[Items listed in a dataset]
------------------------------------
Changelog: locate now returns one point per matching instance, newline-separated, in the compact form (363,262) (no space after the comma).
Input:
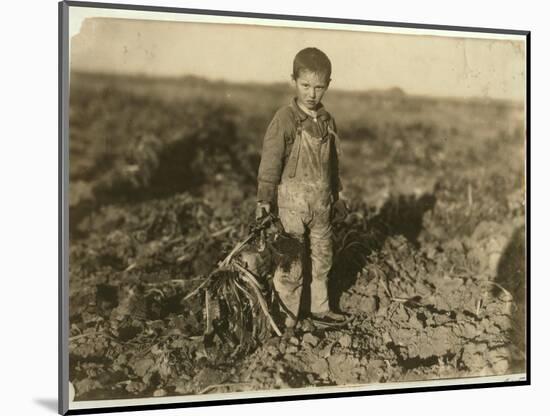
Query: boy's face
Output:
(310,88)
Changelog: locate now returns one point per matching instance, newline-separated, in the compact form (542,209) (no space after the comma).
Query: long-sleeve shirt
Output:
(277,145)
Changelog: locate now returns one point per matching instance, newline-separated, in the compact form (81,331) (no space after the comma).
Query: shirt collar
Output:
(302,115)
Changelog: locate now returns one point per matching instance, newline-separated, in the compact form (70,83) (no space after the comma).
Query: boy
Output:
(298,174)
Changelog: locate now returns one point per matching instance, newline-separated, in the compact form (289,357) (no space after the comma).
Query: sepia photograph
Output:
(274,206)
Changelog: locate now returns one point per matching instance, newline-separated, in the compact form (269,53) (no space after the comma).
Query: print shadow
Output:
(511,275)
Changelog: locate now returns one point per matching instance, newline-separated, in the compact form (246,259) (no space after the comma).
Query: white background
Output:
(28,220)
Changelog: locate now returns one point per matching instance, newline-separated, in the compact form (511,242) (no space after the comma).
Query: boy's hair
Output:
(311,59)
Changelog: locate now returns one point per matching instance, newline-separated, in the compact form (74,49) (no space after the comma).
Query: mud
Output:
(429,261)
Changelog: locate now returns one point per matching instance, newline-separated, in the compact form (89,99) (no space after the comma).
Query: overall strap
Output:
(336,140)
(292,163)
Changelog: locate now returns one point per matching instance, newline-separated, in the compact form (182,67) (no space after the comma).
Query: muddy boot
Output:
(329,317)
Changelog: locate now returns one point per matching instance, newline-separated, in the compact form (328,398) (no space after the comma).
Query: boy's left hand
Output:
(339,210)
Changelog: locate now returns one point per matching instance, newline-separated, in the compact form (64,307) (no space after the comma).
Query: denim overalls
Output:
(304,201)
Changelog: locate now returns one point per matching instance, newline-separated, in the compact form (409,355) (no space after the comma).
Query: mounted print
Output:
(263,207)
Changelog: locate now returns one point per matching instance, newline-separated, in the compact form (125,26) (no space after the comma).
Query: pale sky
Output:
(420,64)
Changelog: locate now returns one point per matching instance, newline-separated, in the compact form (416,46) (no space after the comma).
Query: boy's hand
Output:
(262,209)
(340,210)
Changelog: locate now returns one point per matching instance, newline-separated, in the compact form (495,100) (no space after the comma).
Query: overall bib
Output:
(304,201)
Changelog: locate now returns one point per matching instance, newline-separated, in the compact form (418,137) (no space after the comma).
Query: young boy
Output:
(298,175)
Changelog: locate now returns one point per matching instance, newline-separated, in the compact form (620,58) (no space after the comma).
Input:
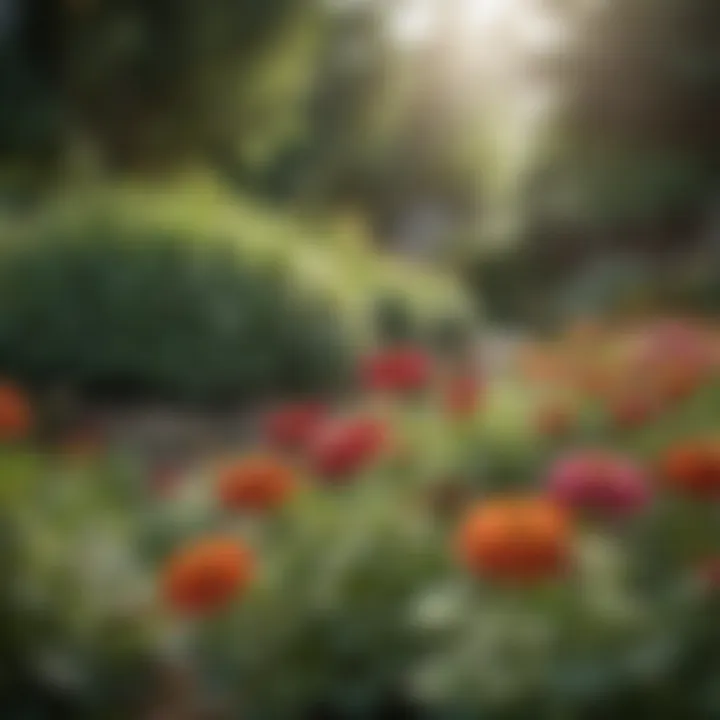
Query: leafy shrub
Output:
(180,296)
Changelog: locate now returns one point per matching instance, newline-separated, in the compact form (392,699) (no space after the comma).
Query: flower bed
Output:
(539,544)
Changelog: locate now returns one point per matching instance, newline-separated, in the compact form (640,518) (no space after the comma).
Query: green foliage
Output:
(137,309)
(185,295)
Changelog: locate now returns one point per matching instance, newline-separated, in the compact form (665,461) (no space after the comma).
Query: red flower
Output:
(255,484)
(290,427)
(463,395)
(694,468)
(346,446)
(515,539)
(601,482)
(206,576)
(398,370)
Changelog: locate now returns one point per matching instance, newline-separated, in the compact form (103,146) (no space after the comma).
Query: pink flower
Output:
(345,446)
(599,482)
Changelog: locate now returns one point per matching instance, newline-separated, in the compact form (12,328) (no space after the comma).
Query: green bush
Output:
(186,296)
(155,314)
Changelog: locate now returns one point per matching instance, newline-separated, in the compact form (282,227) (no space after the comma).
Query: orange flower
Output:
(694,468)
(15,413)
(206,576)
(255,484)
(515,539)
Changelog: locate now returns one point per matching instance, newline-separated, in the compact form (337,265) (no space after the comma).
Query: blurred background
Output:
(208,207)
(549,154)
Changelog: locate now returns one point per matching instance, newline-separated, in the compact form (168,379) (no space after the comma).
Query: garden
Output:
(442,543)
(359,359)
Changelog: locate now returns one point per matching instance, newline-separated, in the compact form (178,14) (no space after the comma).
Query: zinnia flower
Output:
(206,576)
(399,370)
(290,427)
(16,415)
(255,484)
(599,482)
(693,468)
(346,446)
(515,539)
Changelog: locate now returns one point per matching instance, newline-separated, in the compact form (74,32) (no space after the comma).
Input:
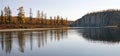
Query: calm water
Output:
(65,42)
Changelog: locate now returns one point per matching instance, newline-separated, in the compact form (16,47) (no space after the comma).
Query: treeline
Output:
(99,19)
(41,19)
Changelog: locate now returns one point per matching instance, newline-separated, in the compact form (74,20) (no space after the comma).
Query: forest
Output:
(21,21)
(103,18)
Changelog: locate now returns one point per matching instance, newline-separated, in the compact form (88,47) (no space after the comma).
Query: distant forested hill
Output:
(98,19)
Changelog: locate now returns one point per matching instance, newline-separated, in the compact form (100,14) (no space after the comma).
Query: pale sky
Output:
(72,9)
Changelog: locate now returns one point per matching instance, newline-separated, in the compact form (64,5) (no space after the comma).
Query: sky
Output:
(72,9)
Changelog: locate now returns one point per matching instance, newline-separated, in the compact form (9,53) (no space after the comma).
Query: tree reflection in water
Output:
(41,37)
(109,35)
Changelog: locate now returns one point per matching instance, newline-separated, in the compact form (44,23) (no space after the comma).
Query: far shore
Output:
(31,29)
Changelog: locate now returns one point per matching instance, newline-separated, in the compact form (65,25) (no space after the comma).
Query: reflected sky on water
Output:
(64,42)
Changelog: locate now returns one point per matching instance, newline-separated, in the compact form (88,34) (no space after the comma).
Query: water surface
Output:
(64,42)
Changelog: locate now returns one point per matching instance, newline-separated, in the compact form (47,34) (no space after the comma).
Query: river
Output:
(61,42)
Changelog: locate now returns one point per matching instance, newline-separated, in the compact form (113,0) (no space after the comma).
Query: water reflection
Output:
(111,35)
(40,38)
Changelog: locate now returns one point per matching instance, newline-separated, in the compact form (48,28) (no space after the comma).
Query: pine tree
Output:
(1,17)
(30,16)
(9,15)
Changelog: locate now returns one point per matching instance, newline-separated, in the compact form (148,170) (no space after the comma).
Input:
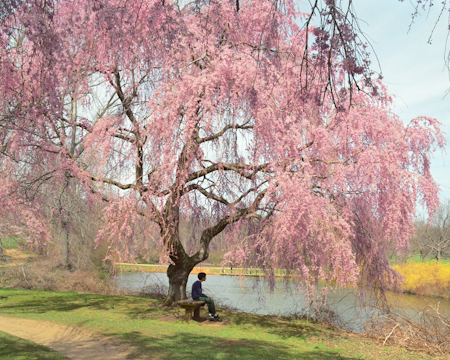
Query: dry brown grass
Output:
(44,273)
(430,333)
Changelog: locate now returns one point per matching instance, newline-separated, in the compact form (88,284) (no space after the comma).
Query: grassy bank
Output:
(425,278)
(156,332)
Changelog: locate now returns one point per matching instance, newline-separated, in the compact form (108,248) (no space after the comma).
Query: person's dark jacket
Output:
(197,290)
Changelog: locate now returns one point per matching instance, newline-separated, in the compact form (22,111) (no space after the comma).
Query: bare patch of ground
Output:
(75,343)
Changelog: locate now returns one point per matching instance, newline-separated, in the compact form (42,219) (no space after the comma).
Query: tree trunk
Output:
(66,249)
(178,276)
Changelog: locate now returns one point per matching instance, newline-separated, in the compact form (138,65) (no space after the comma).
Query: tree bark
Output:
(178,276)
(66,248)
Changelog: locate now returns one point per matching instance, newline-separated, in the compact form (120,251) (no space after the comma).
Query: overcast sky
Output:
(413,70)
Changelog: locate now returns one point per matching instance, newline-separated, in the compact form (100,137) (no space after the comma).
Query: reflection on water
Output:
(253,296)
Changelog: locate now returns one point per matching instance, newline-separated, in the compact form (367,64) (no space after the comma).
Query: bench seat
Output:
(189,305)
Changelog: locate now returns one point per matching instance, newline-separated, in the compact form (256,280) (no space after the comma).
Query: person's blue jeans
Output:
(210,303)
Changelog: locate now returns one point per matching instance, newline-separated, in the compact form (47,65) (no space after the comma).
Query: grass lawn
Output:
(14,348)
(156,332)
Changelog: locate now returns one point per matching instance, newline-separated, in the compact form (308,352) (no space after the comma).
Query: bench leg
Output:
(197,312)
(188,314)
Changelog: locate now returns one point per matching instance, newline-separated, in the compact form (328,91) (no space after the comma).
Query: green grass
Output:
(156,332)
(14,348)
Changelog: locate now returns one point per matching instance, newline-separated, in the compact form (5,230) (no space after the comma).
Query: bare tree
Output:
(434,238)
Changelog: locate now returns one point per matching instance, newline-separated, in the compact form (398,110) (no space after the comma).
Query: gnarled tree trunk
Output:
(178,275)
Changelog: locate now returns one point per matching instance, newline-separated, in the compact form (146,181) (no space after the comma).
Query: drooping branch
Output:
(221,132)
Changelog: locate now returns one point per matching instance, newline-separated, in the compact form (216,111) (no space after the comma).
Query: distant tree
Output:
(225,111)
(434,237)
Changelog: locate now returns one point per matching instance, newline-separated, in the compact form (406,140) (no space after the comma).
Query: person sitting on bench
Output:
(198,295)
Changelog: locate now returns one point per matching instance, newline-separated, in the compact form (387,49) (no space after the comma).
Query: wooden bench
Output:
(189,305)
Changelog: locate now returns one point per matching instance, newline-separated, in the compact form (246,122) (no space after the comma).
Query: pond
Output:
(253,296)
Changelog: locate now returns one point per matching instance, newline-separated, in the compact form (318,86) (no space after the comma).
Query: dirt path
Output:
(75,343)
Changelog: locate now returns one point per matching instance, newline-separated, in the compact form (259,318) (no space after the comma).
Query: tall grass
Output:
(425,278)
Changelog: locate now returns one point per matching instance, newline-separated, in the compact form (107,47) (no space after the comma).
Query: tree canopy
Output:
(233,112)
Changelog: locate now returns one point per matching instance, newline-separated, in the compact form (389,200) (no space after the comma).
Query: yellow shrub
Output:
(430,278)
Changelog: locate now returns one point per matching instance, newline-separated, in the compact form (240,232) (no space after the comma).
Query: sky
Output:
(413,70)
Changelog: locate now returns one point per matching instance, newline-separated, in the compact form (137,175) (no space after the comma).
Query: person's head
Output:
(201,276)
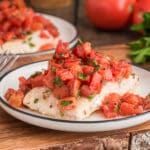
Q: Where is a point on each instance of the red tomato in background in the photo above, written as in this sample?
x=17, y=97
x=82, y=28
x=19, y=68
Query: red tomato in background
x=141, y=7
x=109, y=14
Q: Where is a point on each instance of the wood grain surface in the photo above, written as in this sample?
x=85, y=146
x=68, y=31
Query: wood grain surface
x=15, y=134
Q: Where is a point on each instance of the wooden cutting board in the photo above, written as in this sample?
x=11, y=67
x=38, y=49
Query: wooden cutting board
x=15, y=134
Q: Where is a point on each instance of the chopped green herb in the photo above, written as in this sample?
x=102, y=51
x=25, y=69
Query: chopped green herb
x=82, y=76
x=36, y=100
x=35, y=74
x=116, y=108
x=58, y=81
x=66, y=103
x=31, y=44
x=91, y=97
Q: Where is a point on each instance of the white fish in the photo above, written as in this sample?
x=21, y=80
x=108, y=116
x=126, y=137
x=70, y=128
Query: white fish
x=42, y=100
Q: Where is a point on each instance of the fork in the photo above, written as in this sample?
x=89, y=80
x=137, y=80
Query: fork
x=6, y=61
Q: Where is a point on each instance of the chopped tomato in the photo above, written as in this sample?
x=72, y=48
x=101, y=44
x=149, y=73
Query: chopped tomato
x=37, y=81
x=19, y=3
x=147, y=102
x=95, y=83
x=15, y=98
x=87, y=69
x=126, y=109
x=64, y=74
x=48, y=79
x=67, y=103
x=74, y=86
x=84, y=50
x=4, y=4
x=47, y=46
x=110, y=105
x=35, y=26
x=43, y=34
x=1, y=41
x=61, y=92
x=62, y=50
------------------------------------
» **WRITTEN INSTRUCTION**
Your task is to output exactly the lines running from the one with "Q: Where is a point on each instance of the red" through the final line of the material above, with both ends included.

» **FINISHED EXERCISE**
Q: Where is a point on each instance of the red tomato in background in the photo above, written as in this sample?
x=17, y=97
x=82, y=28
x=19, y=68
Query: red tomato in background
x=141, y=7
x=109, y=14
Q: Where is a point on each instance of the wood grain surface in the photo above, written as in this sample?
x=85, y=146
x=68, y=31
Query: wood grain surface
x=15, y=134
Q: Where is a point on each instance of the wooden cutting board in the photo above, written as in this sample?
x=11, y=67
x=38, y=49
Query: wooden cutting board
x=15, y=134
Q: Where is a point on each instance of the chopped green herb in the photo above, written as in this sample?
x=102, y=51
x=25, y=69
Query: chopped green herb
x=82, y=76
x=36, y=100
x=35, y=74
x=116, y=108
x=58, y=81
x=66, y=103
x=31, y=44
x=91, y=97
Q: Where is a point on each instance of the white fish in the photo above, written as in this sample?
x=21, y=80
x=108, y=116
x=126, y=137
x=70, y=128
Query: white fish
x=42, y=100
Q: Where is a point on each instance of the fork in the photo above, written as in this sample?
x=89, y=80
x=137, y=80
Query: fork
x=6, y=61
Q: Where is a point on each instance of the chopped tomato in the photo above, written as in this sample?
x=72, y=48
x=101, y=44
x=149, y=73
Query: chopped tomato
x=37, y=81
x=19, y=3
x=147, y=102
x=95, y=83
x=15, y=98
x=87, y=69
x=126, y=109
x=64, y=74
x=48, y=79
x=67, y=103
x=74, y=86
x=84, y=50
x=4, y=4
x=47, y=46
x=110, y=105
x=35, y=26
x=43, y=34
x=1, y=41
x=61, y=92
x=62, y=50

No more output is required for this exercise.